### Your objective
Every entry needs to be written out again exactly.
Input data START
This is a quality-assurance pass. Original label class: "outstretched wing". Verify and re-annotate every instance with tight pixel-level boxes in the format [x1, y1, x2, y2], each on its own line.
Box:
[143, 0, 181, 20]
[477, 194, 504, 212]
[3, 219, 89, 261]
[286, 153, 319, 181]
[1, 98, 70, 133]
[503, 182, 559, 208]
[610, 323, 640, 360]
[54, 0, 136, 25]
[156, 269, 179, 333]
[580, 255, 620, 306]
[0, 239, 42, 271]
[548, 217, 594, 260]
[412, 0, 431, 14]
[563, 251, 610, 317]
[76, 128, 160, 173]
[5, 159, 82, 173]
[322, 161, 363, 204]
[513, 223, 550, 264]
Input data END
### Result below
This is a quality-assurance pass. Original label class: "outstretched wing". Verify and re-annotate every instance with tight pixel-level boxes in the format [x1, y1, x2, y2], each on its own line.
Box:
[143, 0, 181, 20]
[477, 194, 504, 212]
[3, 219, 89, 261]
[286, 153, 319, 181]
[1, 98, 70, 133]
[503, 182, 559, 208]
[610, 323, 640, 360]
[54, 0, 136, 25]
[156, 269, 179, 333]
[580, 255, 620, 306]
[0, 239, 42, 271]
[548, 217, 594, 260]
[412, 0, 431, 14]
[563, 251, 610, 317]
[76, 128, 160, 173]
[5, 159, 82, 173]
[322, 161, 363, 204]
[513, 223, 550, 264]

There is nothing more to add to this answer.